Instruction
Extract the lines of the listing below, starting at the line that contains "Mark a point on each instance of the tall" and running through the end of the listing, and reproduce them verbatim.

[Object pointing dataset rows]

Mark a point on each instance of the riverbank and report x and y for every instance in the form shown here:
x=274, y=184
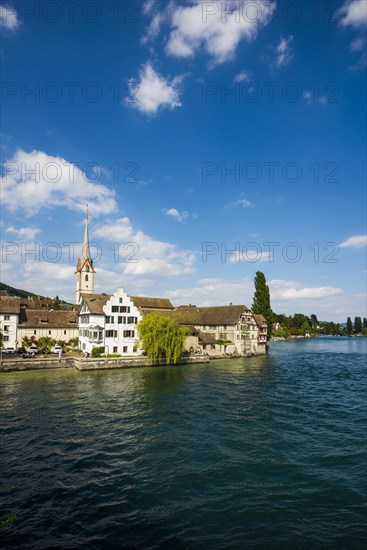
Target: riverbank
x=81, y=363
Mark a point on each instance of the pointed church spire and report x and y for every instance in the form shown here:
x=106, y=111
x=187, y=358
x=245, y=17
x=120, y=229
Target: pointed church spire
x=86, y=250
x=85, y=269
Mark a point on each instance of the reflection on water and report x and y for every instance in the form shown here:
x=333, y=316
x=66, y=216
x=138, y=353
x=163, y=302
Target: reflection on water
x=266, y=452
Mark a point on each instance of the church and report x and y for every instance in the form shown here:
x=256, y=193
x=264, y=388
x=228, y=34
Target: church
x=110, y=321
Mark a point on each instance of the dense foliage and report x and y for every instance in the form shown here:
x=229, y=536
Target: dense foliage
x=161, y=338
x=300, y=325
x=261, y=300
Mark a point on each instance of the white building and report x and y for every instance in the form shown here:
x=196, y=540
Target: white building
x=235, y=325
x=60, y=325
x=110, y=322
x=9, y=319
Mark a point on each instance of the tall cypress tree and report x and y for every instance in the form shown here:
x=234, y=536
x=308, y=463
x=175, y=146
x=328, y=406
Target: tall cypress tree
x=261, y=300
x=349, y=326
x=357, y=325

Exercise output
Mark a point on each instance of the tall cypress tree and report x and y for every instance in the form shown here:
x=234, y=536
x=308, y=463
x=175, y=146
x=328, y=406
Target: tall cypress tree
x=261, y=300
x=349, y=326
x=357, y=325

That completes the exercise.